> _EXERCISE TASK_: Render the data from the line containing "Give one point for each instance of the electrical" through the end of the data as a JSON list of strings, with one string for each line and blank lines omitted.

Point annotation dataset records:
▬▬▬
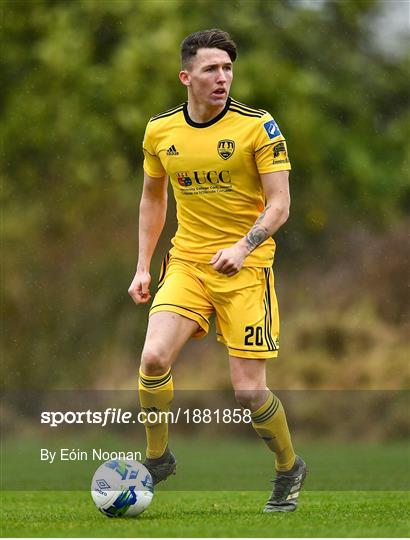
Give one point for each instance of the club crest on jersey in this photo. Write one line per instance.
(184, 179)
(226, 148)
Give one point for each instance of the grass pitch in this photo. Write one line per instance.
(208, 514)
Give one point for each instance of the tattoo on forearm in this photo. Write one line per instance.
(258, 233)
(260, 218)
(256, 236)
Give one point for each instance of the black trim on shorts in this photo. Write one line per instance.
(163, 271)
(268, 315)
(182, 307)
(251, 350)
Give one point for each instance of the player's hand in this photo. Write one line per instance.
(139, 288)
(230, 260)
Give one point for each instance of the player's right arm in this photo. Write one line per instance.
(153, 209)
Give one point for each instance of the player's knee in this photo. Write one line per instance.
(248, 399)
(154, 361)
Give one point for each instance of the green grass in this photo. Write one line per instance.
(219, 514)
(352, 490)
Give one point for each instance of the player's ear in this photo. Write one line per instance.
(184, 78)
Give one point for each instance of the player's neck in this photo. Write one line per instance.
(202, 112)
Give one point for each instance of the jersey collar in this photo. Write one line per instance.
(210, 122)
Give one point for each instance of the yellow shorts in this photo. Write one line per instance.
(247, 318)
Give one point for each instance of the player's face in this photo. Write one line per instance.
(209, 77)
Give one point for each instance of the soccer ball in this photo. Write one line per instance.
(122, 488)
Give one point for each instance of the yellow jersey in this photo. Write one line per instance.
(214, 169)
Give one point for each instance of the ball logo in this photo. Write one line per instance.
(272, 129)
(226, 148)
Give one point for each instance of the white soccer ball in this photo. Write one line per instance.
(122, 488)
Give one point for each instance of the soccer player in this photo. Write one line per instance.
(229, 167)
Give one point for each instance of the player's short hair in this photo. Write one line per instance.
(207, 39)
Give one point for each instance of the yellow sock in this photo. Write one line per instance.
(270, 424)
(156, 394)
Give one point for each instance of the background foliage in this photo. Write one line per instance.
(80, 80)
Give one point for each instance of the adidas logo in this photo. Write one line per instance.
(172, 151)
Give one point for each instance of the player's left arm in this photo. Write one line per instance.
(276, 189)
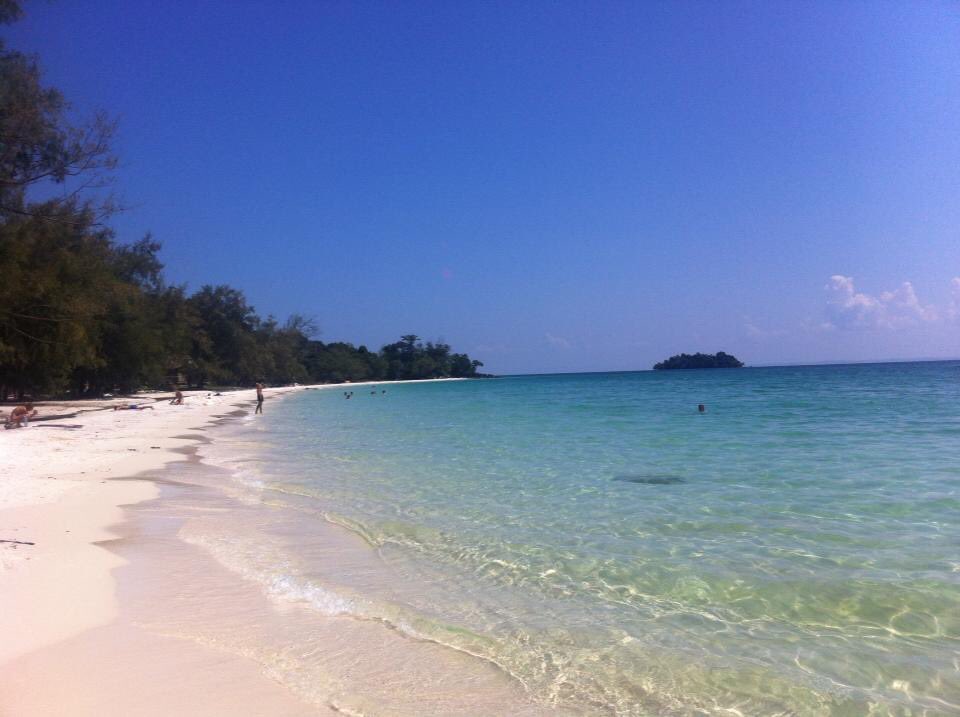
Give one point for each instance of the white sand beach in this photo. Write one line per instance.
(73, 644)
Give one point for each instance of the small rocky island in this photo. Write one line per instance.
(698, 360)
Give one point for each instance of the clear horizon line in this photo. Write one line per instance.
(761, 365)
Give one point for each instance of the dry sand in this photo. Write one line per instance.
(60, 590)
(86, 622)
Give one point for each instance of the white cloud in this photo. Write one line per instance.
(953, 311)
(849, 309)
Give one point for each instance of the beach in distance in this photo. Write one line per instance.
(559, 544)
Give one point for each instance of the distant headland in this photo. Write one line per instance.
(698, 360)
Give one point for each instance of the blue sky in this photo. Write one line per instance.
(549, 186)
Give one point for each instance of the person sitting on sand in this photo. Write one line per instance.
(20, 416)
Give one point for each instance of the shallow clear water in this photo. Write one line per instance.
(793, 550)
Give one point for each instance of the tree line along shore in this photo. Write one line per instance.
(82, 314)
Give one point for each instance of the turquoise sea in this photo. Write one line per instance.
(793, 550)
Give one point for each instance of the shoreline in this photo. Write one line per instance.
(88, 507)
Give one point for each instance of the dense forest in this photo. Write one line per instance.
(82, 313)
(698, 360)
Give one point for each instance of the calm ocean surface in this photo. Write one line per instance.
(794, 550)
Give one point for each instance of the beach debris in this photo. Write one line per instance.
(654, 479)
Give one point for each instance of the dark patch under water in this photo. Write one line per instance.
(650, 479)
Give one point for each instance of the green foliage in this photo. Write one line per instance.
(81, 314)
(698, 360)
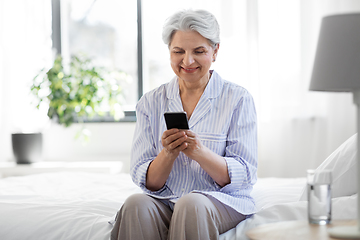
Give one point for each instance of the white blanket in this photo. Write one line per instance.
(75, 206)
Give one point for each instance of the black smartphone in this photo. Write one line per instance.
(176, 120)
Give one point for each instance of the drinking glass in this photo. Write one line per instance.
(319, 196)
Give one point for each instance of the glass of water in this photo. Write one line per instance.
(319, 196)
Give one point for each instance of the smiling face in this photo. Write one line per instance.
(191, 56)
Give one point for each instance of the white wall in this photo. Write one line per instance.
(287, 146)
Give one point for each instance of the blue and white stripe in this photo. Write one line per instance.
(224, 119)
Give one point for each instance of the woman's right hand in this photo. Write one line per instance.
(173, 141)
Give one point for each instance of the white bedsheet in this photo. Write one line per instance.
(78, 206)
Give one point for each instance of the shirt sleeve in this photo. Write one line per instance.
(241, 149)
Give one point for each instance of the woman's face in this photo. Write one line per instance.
(191, 56)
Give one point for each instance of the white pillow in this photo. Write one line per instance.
(343, 164)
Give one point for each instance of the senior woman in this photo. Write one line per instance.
(196, 182)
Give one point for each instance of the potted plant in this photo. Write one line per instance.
(78, 91)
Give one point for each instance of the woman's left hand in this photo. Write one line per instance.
(194, 149)
(212, 163)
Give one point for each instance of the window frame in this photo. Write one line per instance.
(130, 116)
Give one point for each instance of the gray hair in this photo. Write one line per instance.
(200, 21)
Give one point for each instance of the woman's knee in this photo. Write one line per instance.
(192, 203)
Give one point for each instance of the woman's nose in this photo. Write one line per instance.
(188, 59)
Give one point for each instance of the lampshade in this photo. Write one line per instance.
(337, 69)
(337, 60)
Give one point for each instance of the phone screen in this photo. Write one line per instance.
(176, 120)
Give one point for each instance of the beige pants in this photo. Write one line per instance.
(195, 216)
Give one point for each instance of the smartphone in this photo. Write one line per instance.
(176, 120)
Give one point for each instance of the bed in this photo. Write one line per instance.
(78, 205)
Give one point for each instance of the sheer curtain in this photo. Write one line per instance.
(25, 47)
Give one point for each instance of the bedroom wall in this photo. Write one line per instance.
(306, 133)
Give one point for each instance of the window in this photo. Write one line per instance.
(127, 35)
(107, 32)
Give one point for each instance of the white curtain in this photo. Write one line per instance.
(25, 47)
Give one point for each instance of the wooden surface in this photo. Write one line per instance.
(295, 230)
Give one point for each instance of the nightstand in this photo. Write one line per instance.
(296, 230)
(10, 169)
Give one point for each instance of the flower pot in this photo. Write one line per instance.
(27, 147)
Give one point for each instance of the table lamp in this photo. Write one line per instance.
(337, 69)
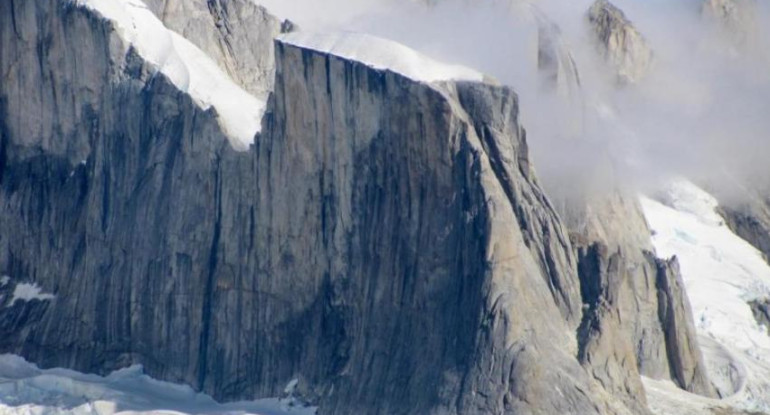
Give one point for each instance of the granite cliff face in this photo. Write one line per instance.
(620, 42)
(384, 241)
(637, 321)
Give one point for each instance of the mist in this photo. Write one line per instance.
(702, 111)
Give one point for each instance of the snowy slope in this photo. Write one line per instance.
(190, 69)
(25, 389)
(721, 273)
(380, 53)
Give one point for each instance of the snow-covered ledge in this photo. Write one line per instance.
(188, 68)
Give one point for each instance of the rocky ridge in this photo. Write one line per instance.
(380, 231)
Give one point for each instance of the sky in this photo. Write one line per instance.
(702, 111)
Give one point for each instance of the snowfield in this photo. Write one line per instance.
(381, 53)
(721, 273)
(26, 389)
(188, 68)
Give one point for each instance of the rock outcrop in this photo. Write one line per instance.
(735, 18)
(621, 44)
(760, 308)
(748, 216)
(385, 241)
(635, 300)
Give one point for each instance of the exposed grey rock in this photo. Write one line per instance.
(736, 18)
(237, 34)
(748, 216)
(760, 308)
(631, 282)
(620, 42)
(384, 241)
(674, 312)
(604, 346)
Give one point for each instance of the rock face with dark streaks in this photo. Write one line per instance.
(384, 241)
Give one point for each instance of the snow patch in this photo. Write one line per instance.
(27, 292)
(721, 273)
(26, 389)
(381, 53)
(189, 69)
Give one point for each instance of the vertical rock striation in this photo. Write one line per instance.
(384, 241)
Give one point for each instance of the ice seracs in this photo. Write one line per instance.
(189, 69)
(722, 274)
(381, 53)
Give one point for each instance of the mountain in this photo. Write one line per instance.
(327, 218)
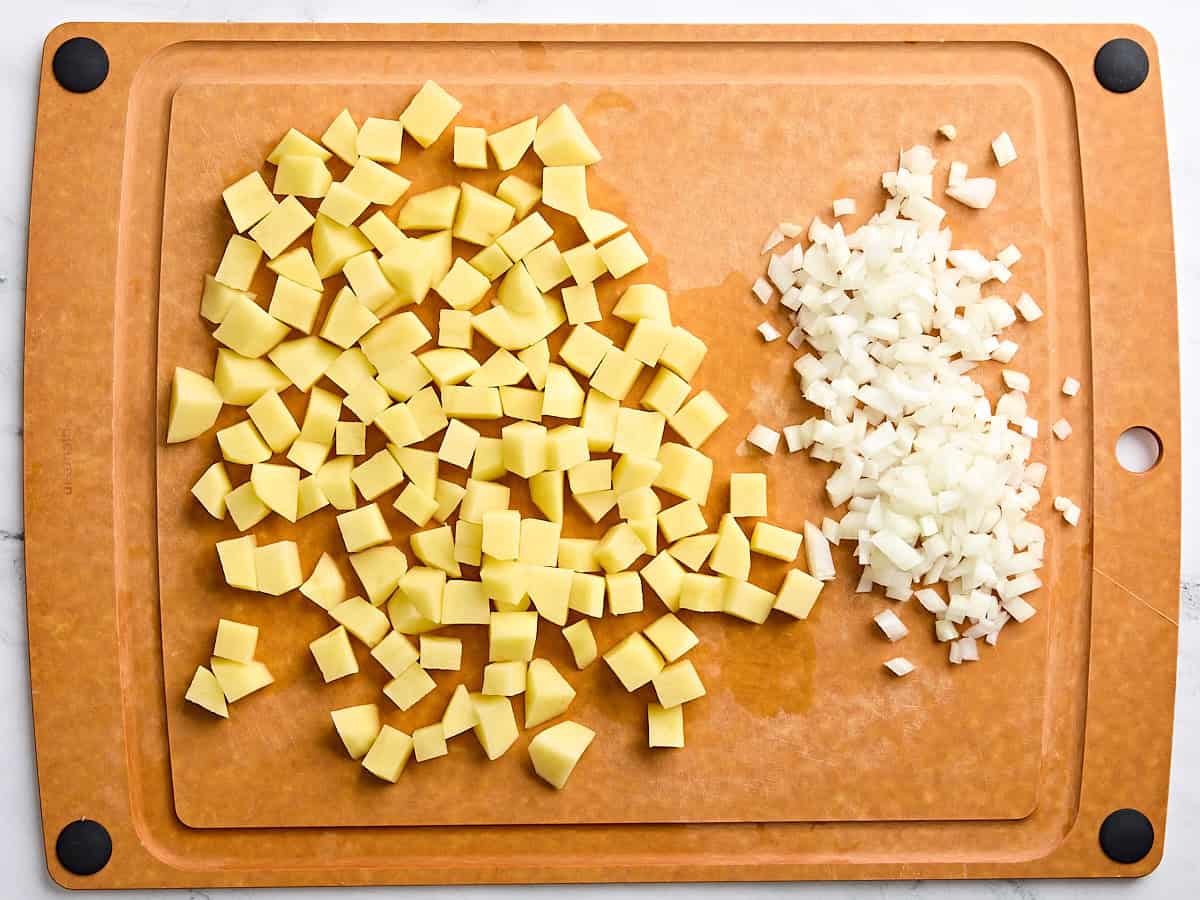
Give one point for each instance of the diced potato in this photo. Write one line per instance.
(334, 654)
(460, 714)
(665, 577)
(395, 653)
(582, 643)
(511, 636)
(325, 587)
(389, 754)
(634, 661)
(701, 593)
(496, 727)
(358, 727)
(409, 687)
(504, 679)
(429, 743)
(511, 143)
(441, 653)
(281, 227)
(798, 594)
(481, 217)
(561, 141)
(249, 201)
(665, 725)
(429, 113)
(677, 684)
(240, 679)
(277, 486)
(205, 693)
(381, 139)
(687, 473)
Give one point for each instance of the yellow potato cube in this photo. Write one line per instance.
(798, 594)
(491, 262)
(334, 655)
(496, 727)
(301, 177)
(665, 725)
(504, 679)
(249, 201)
(240, 679)
(511, 143)
(677, 684)
(701, 593)
(364, 527)
(582, 643)
(205, 693)
(277, 487)
(429, 743)
(587, 594)
(358, 727)
(685, 473)
(460, 714)
(511, 636)
(282, 226)
(429, 113)
(389, 754)
(441, 653)
(425, 589)
(665, 577)
(481, 217)
(634, 661)
(395, 653)
(381, 139)
(409, 687)
(342, 137)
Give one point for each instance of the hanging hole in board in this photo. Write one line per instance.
(1139, 449)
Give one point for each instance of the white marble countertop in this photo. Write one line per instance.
(1176, 27)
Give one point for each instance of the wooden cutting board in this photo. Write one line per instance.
(807, 760)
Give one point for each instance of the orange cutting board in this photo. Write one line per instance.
(805, 760)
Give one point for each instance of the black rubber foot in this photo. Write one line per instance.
(81, 65)
(1121, 65)
(84, 847)
(1127, 835)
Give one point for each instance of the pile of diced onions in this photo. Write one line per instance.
(935, 481)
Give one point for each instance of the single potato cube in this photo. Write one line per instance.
(361, 619)
(798, 594)
(557, 750)
(364, 527)
(496, 727)
(429, 113)
(430, 743)
(235, 641)
(442, 653)
(504, 679)
(358, 727)
(409, 687)
(195, 406)
(699, 418)
(582, 643)
(634, 661)
(511, 636)
(240, 679)
(334, 654)
(395, 653)
(389, 754)
(671, 636)
(665, 577)
(665, 725)
(205, 693)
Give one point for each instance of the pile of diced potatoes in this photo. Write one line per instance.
(370, 364)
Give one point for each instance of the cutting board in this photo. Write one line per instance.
(805, 760)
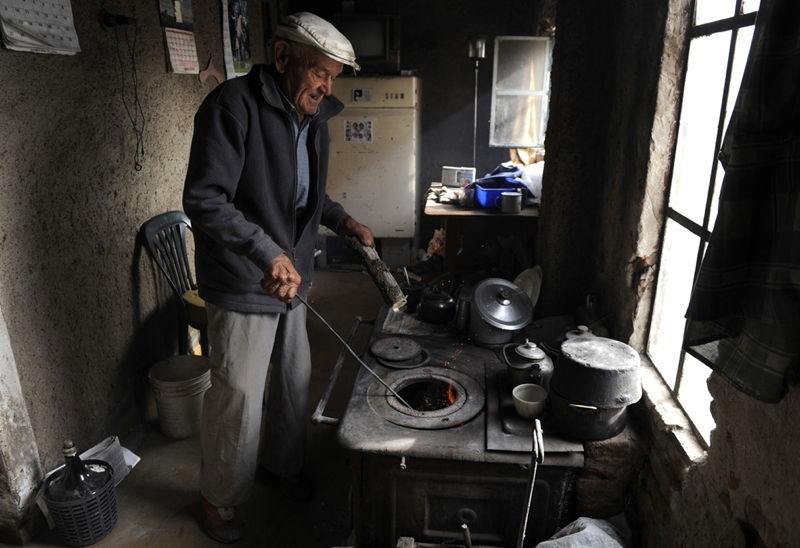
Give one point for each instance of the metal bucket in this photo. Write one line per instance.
(180, 384)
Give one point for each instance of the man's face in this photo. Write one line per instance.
(309, 77)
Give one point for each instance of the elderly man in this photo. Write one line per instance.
(255, 192)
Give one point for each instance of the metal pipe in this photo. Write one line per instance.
(475, 121)
(319, 413)
(537, 456)
(467, 536)
(353, 352)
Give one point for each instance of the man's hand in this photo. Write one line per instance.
(281, 280)
(351, 227)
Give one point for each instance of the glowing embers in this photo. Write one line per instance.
(429, 394)
(439, 398)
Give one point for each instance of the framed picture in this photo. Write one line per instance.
(176, 14)
(236, 37)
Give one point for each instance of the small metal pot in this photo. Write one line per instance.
(499, 309)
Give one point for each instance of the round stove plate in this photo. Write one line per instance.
(470, 398)
(395, 349)
(417, 361)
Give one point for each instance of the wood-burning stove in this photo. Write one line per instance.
(424, 472)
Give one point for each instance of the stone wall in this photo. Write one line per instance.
(84, 316)
(616, 82)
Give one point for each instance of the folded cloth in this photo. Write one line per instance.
(744, 313)
(528, 178)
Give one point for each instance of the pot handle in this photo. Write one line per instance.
(503, 297)
(584, 407)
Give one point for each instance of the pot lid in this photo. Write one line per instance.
(601, 353)
(530, 350)
(395, 349)
(502, 304)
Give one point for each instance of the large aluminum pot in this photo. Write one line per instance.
(499, 309)
(581, 421)
(595, 380)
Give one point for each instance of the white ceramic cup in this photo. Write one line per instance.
(510, 202)
(529, 400)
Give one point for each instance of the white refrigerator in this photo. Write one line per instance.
(374, 155)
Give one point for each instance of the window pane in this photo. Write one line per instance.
(521, 65)
(675, 277)
(702, 99)
(743, 40)
(518, 121)
(694, 397)
(750, 5)
(711, 10)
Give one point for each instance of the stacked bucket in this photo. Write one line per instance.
(180, 384)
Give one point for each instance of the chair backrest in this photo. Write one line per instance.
(165, 239)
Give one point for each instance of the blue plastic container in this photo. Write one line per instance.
(488, 192)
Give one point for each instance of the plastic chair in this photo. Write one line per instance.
(165, 239)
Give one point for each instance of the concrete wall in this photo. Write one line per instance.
(616, 79)
(434, 36)
(84, 317)
(604, 77)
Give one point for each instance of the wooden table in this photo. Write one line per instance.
(464, 226)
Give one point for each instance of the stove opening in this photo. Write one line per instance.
(429, 394)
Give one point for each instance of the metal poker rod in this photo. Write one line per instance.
(347, 346)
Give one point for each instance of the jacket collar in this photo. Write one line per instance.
(267, 76)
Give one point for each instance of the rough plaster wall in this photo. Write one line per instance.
(605, 75)
(605, 161)
(641, 269)
(746, 491)
(434, 36)
(20, 469)
(580, 101)
(639, 36)
(79, 298)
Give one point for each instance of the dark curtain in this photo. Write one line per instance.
(744, 313)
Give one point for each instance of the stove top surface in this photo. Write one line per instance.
(366, 428)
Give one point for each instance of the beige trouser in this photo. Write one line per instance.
(241, 348)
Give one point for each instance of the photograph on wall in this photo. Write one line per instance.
(176, 14)
(358, 131)
(236, 37)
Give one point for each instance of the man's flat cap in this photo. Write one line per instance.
(309, 29)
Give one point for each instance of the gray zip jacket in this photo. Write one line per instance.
(241, 186)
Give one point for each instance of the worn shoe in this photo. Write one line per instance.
(299, 488)
(220, 522)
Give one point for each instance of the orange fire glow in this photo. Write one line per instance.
(451, 394)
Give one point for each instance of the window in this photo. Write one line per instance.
(520, 91)
(720, 41)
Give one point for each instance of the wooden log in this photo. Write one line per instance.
(380, 274)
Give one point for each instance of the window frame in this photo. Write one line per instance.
(733, 24)
(545, 93)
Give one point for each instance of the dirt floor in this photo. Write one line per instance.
(158, 502)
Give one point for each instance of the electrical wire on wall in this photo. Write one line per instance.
(130, 98)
▬▬▬
> _RESULT BELOW_:
[
  "Give one point for each instance of the electrical wire on wall in this photo. Write one line per instance.",
  "(130, 98)"
]